## CONSIGNE ÉCRITE
Traduisez en anglais cette phrase de la décision de justice : « Il soutient que la mesure de reconduite à la frontière prise à l'encontre de M. X ne porte pas à son droit au respect de sa vie familiale une atteinte disproportionnée aux buts en vue desquels elle a été prise, dès lors que l'intéressé n'établit ni la réalité de sa vie commune avec Mlle Y, citoyenne française, qui était enceinte, ni sa qualité de père de l'enfant à naître, ni la réalité de son projet de mariage ».

France | France, Cour administrative d'appel de Versailles, Juges des reconduites a la frontiere, 20 décembre 2005, 05VE00023


Vu la requête, enregistrée le 7 janvier 2005 par télécopie et le 12 janvier 2005 en original, présentée par le PREFET DE LA SEINE-SAINT-DENIS ; le PREFET DE LA SEINE-SAINT-DENIS demande à la cour :

1°) d'annuler le jugement n° 0409113 du 30 novembre 2004 par lequel le magistrat délégué du tribunal administratif de Cergy-Pontoise a annulé son arrêté du 27 novembre 2004 décidant la reconduite à la frontière de M. Djamel X ;

2°) de rejeter la demande présentée par M. Djamel X devant le tribunal administratif de Cergy-Pontoise ;

Il soutient que la mesure

de reconduite à la frontière prise à l'encontre de M. X ne porte pas à son droit au re...

Vu la requête, enregistrée le 7 janvier 2005 par télécopie et le 12 janvier 2005 en original, présentée par le PREFET DE LA SEINE-SAINT-DENIS ; le PREFET DE LA SEINE-SAINT-DENIS demande à la cour :

1°) d'annuler le jugement n° 0409113 du 30 novembre 2004 par lequel le magistrat délégué du tribunal administratif de Cergy-Pontoise a annulé son arrêté du 27 novembre 2004 décidant la reconduite à la frontière de M. Djamel X ;

2°) de rejeter la demande présentée par M. Djamel X devant le tribunal administratif de Cergy-Pontoise ;

Il soutient que la mesure de reconduite à la frontière prise à l'encontre de M. X ne porte pas à son droit au respect de sa vie familiale une atteinte disproportionnée aux buts en vue desquels elle a été prise, dès lors que l'intéressé n'établit ni la réalité de sa vie commune avec Mlle Y, citoyenne française, qui était enceinte, ni sa qualité de père de l'enfant à naître, ni la réalité de son projet de mariage ;

…………………………………………………………………………………………….

## CONTENU DES DONNÉES
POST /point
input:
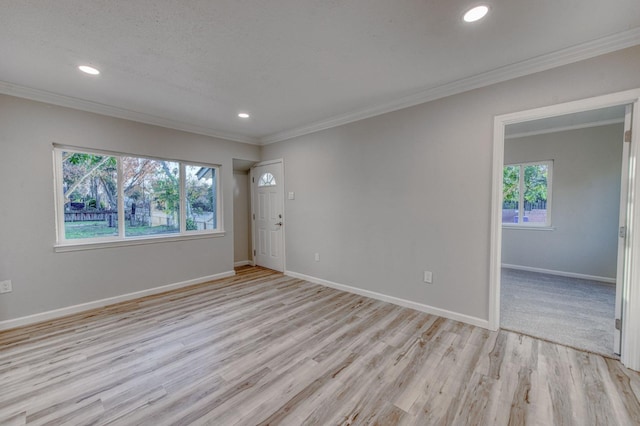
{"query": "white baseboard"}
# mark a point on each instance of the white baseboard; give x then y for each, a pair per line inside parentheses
(69, 310)
(560, 273)
(395, 300)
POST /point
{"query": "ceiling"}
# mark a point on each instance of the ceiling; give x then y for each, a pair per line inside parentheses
(295, 65)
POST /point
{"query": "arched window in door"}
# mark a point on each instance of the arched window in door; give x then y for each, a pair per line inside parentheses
(267, 179)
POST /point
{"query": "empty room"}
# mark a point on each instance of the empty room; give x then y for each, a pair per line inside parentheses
(319, 213)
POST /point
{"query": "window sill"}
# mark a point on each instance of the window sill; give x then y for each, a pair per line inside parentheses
(529, 228)
(81, 246)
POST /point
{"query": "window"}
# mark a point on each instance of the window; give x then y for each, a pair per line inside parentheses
(267, 179)
(111, 197)
(527, 194)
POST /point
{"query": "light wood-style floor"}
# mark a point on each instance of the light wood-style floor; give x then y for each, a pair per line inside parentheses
(262, 348)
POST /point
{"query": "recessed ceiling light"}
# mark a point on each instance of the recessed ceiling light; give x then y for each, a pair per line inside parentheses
(89, 70)
(476, 13)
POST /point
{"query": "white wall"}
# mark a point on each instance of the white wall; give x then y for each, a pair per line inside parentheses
(44, 280)
(586, 196)
(385, 198)
(241, 219)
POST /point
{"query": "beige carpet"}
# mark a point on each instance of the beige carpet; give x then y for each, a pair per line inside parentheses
(569, 311)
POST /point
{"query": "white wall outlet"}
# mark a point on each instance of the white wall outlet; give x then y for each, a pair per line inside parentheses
(5, 286)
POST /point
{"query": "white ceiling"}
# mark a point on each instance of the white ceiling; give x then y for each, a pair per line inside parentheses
(295, 65)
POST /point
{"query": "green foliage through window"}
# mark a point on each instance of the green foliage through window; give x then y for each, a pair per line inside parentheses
(526, 193)
(151, 190)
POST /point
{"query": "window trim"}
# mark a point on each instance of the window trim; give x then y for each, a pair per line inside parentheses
(531, 225)
(63, 245)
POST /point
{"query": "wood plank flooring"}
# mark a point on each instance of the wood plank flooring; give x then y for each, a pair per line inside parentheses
(261, 348)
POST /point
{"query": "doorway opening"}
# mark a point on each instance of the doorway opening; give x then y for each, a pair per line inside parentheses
(562, 191)
(539, 214)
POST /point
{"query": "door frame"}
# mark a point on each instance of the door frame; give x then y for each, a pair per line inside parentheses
(252, 212)
(630, 335)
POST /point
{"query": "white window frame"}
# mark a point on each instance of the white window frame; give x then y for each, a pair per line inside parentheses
(532, 225)
(63, 244)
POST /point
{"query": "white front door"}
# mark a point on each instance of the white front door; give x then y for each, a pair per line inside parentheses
(622, 241)
(268, 215)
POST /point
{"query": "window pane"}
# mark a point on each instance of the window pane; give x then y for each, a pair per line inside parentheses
(267, 179)
(511, 194)
(535, 193)
(151, 196)
(90, 195)
(201, 199)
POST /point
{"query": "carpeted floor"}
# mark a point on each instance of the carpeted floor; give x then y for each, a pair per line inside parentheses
(569, 311)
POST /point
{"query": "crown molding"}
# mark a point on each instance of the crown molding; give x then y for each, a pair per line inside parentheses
(565, 128)
(111, 111)
(562, 57)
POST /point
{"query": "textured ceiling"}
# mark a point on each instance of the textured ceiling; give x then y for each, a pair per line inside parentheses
(194, 64)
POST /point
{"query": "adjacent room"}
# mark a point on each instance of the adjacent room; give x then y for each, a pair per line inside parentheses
(303, 212)
(561, 228)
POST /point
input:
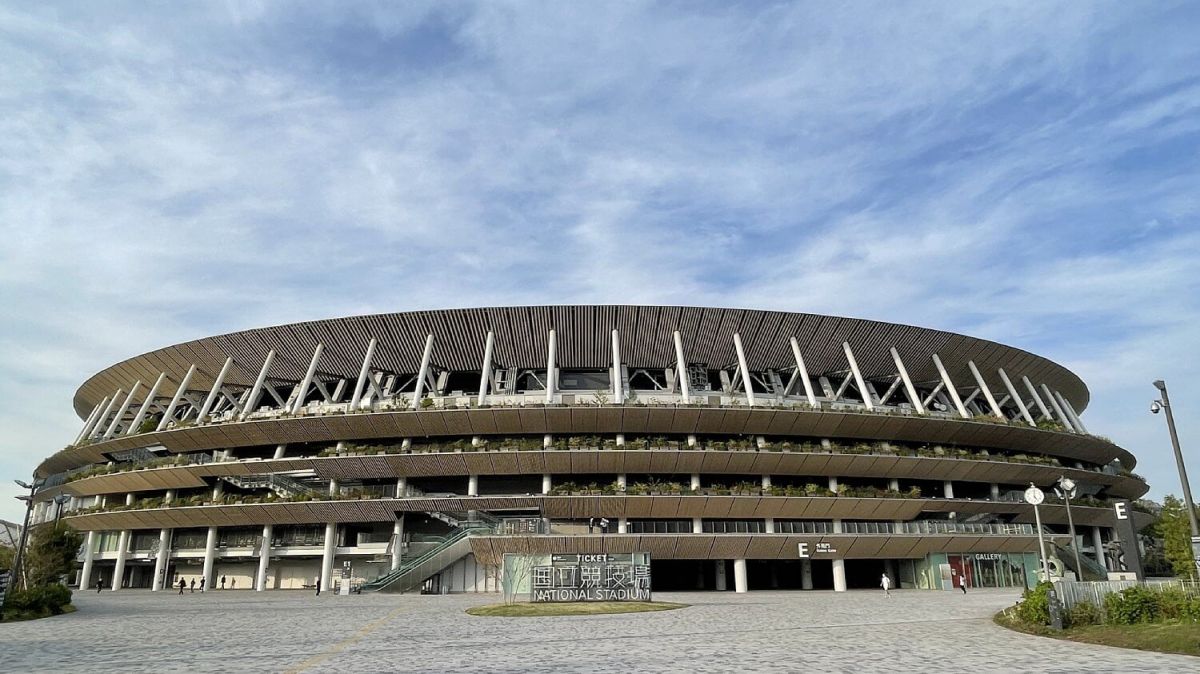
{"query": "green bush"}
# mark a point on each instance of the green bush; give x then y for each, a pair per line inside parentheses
(1133, 606)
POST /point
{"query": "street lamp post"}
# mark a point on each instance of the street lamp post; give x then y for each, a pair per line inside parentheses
(1066, 489)
(1164, 403)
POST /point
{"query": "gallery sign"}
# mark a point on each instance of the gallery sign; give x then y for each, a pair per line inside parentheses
(592, 577)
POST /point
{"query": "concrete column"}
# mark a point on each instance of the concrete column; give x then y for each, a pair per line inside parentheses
(327, 559)
(397, 546)
(160, 563)
(264, 558)
(210, 553)
(739, 576)
(1098, 543)
(839, 576)
(89, 555)
(123, 554)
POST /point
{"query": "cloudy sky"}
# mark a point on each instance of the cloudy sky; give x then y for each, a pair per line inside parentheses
(1026, 172)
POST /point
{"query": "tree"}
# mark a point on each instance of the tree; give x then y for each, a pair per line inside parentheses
(1173, 527)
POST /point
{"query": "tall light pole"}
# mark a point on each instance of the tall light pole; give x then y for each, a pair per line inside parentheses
(1066, 489)
(1164, 403)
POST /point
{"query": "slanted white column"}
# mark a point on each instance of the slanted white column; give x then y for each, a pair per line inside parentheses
(89, 557)
(485, 379)
(327, 558)
(987, 391)
(364, 372)
(739, 576)
(397, 542)
(1037, 398)
(682, 368)
(214, 392)
(949, 387)
(551, 369)
(858, 375)
(160, 563)
(169, 413)
(618, 390)
(123, 554)
(1015, 397)
(210, 553)
(1057, 409)
(145, 404)
(424, 372)
(123, 409)
(303, 390)
(909, 387)
(802, 373)
(839, 576)
(256, 391)
(744, 368)
(264, 558)
(91, 419)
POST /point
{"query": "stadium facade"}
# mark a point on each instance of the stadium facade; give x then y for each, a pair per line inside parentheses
(741, 449)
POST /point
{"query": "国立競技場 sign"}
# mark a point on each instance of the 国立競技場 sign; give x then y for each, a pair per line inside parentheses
(592, 577)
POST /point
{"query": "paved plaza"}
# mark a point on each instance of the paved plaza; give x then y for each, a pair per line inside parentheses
(292, 631)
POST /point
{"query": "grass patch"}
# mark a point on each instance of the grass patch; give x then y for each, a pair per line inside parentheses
(523, 609)
(1155, 637)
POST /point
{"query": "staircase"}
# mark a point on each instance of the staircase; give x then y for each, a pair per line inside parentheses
(454, 546)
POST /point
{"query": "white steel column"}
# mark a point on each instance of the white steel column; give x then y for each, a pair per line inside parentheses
(949, 387)
(298, 404)
(424, 371)
(802, 372)
(858, 377)
(618, 390)
(1017, 397)
(364, 372)
(160, 563)
(839, 576)
(88, 422)
(89, 555)
(485, 379)
(256, 391)
(987, 391)
(210, 553)
(145, 404)
(682, 367)
(744, 367)
(1057, 409)
(174, 399)
(551, 374)
(264, 558)
(123, 409)
(123, 554)
(327, 558)
(739, 576)
(215, 391)
(910, 389)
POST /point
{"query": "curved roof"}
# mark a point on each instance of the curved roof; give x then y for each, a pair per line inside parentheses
(583, 339)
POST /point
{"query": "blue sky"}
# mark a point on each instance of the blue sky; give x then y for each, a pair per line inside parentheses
(1026, 173)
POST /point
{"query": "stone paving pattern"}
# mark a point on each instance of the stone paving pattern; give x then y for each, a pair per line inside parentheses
(765, 631)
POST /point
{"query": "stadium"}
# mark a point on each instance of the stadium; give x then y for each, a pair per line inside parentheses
(739, 449)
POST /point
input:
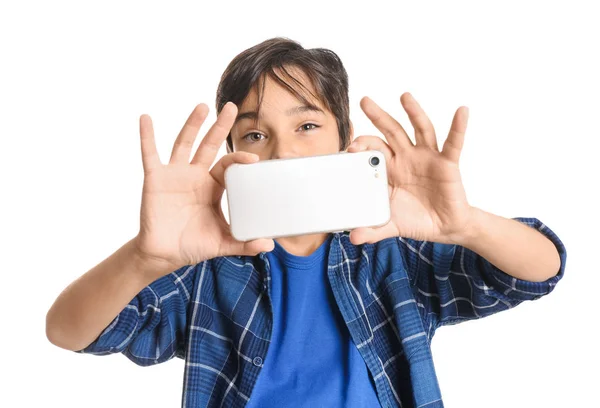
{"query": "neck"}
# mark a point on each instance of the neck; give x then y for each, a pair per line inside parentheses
(302, 245)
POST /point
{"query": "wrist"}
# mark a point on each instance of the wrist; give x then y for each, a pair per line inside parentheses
(472, 230)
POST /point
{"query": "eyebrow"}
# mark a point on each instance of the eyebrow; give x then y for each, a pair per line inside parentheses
(290, 112)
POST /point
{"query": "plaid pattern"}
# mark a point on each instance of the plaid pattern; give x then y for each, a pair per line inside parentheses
(393, 295)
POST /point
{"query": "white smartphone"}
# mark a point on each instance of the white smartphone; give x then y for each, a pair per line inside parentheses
(307, 195)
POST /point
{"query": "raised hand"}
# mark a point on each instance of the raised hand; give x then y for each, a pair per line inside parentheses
(181, 221)
(427, 197)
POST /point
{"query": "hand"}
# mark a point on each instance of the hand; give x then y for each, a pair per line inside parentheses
(181, 221)
(427, 197)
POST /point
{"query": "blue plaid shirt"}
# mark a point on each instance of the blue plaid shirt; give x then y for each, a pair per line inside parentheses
(393, 295)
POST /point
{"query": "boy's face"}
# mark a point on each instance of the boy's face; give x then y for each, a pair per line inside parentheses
(282, 133)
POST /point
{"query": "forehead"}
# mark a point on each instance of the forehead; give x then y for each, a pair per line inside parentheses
(273, 93)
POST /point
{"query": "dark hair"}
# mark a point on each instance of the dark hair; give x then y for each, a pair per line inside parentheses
(323, 67)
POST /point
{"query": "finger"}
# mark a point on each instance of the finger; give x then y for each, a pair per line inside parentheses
(218, 170)
(359, 236)
(363, 143)
(454, 143)
(391, 129)
(150, 158)
(183, 144)
(424, 131)
(210, 144)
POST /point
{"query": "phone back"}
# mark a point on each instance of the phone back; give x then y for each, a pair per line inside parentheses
(327, 193)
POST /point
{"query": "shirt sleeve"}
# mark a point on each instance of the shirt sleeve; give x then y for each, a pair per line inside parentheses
(152, 327)
(453, 284)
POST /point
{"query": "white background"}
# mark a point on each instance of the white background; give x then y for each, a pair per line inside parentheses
(76, 76)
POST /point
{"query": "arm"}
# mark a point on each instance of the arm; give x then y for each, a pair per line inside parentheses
(512, 247)
(452, 283)
(92, 315)
(92, 301)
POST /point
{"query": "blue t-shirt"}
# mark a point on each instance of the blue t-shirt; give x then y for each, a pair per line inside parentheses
(311, 361)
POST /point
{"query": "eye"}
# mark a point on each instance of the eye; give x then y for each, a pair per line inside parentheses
(249, 135)
(310, 124)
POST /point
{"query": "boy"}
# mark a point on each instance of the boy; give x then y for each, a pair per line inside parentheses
(339, 319)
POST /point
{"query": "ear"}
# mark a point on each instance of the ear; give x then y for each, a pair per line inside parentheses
(350, 136)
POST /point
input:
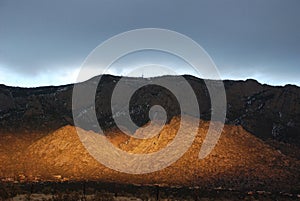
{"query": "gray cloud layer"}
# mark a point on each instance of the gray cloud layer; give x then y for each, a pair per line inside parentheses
(259, 39)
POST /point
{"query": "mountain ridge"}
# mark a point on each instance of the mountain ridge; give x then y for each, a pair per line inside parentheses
(268, 112)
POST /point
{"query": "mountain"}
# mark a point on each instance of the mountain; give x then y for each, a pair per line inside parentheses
(270, 113)
(239, 160)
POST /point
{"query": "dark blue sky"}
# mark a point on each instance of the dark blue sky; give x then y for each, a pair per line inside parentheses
(45, 42)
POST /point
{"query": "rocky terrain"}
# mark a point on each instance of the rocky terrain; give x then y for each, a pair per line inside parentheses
(270, 113)
(239, 161)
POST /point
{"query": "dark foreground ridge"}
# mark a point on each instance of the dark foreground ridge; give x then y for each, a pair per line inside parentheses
(266, 111)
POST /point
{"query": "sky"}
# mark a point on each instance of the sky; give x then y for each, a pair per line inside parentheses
(46, 42)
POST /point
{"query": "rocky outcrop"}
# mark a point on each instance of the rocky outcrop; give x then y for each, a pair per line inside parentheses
(268, 112)
(238, 161)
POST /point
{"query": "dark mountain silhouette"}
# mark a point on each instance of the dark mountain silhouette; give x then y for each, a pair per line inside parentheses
(268, 112)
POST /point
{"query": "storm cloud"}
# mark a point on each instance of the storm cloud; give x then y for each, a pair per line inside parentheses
(45, 42)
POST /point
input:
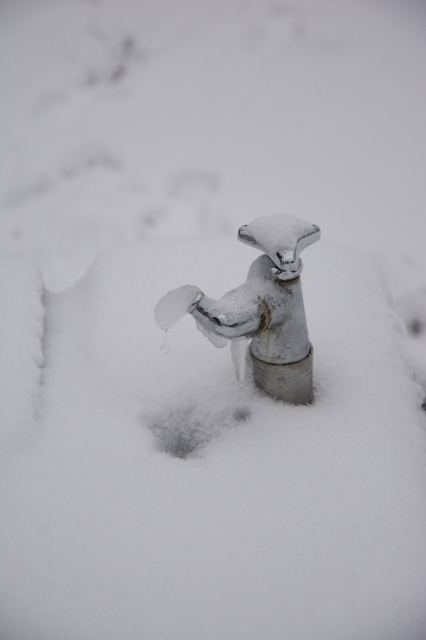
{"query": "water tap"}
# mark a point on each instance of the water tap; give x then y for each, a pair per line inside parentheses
(268, 309)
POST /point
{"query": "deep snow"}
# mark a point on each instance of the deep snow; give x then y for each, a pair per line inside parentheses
(152, 496)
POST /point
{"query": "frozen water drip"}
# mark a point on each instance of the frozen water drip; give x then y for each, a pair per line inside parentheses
(165, 347)
(238, 353)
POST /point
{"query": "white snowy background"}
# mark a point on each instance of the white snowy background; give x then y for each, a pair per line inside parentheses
(153, 497)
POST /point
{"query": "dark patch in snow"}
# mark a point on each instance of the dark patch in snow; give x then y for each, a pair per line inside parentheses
(183, 431)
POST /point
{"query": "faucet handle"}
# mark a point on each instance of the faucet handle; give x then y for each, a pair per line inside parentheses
(282, 238)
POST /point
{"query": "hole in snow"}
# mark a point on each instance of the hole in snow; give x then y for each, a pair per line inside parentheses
(184, 430)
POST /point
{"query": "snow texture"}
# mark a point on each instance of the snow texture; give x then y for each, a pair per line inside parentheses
(157, 497)
(279, 232)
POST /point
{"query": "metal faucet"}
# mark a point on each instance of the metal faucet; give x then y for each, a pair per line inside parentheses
(268, 308)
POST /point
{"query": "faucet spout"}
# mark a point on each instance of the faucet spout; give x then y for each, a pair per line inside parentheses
(268, 308)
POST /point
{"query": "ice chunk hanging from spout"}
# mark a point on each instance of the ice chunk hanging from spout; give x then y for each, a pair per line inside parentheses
(174, 305)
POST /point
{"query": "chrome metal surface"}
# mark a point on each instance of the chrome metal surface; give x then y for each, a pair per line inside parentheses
(268, 308)
(293, 235)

## RÉSULTAT
He argues that the removal order issued against Mr. X does not infringe his right to respect for his family life to an extent disproportionate to the aims for which it was adopted, since the person concerned establishes neither the reality of his cohabitation with Ms. Y, a French citizen, who was pregnant, nor his status as father of the unborn child, nor the reality of his plan to marry.